(Work order)
In the records below, find the line with "target: sky" and the line with "target: runway"; return exactly those lines and every line between them.

(Data records)
++++++

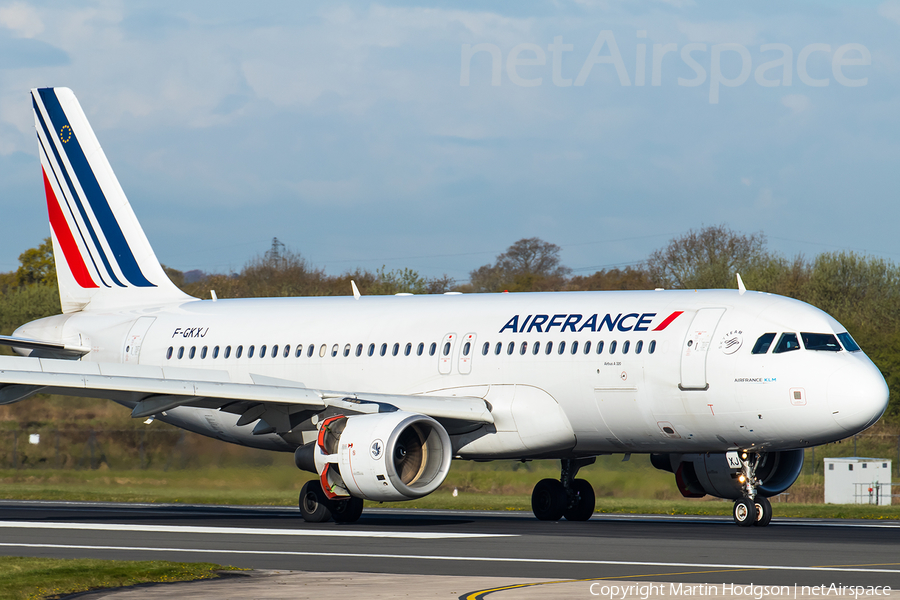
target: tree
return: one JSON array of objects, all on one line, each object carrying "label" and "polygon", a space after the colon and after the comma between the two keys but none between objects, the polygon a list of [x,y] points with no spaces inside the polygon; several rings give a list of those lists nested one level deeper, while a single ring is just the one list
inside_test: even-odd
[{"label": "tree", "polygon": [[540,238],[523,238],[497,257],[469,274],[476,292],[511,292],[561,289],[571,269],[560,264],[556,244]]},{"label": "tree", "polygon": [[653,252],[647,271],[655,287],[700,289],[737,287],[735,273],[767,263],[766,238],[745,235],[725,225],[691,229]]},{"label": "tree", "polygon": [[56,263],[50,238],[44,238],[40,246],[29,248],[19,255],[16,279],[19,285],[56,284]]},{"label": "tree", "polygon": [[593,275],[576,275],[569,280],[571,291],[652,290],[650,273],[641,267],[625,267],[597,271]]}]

++++++

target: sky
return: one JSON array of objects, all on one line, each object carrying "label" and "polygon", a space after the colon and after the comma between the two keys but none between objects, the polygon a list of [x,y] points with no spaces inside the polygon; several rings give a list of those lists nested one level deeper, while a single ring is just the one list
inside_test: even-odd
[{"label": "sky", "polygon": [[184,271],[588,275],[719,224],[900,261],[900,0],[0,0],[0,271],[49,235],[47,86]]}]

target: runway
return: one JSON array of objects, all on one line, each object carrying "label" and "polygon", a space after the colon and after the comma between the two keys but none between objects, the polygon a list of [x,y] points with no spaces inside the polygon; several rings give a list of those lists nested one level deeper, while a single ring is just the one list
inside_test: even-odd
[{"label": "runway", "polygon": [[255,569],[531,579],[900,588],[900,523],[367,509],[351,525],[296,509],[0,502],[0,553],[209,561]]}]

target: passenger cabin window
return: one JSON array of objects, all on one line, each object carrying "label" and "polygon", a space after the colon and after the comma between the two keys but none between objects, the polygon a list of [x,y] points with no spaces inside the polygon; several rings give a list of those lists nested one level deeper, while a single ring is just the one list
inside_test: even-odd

++++++

(Exercise response)
target: sky
return: one JSON array of objects, all on one line, each object carrying "label" and "polygon", a space after the colon and after the comma between the two keys but none between objects, the polygon a list of [x,y] points with no spaces inside the polygon; several rings give a list of those lists nested one level deeper, while a single ring is just the one list
inside_test: even-odd
[{"label": "sky", "polygon": [[184,271],[588,275],[719,224],[900,261],[900,0],[0,0],[0,271],[49,235],[47,86]]}]

target: runway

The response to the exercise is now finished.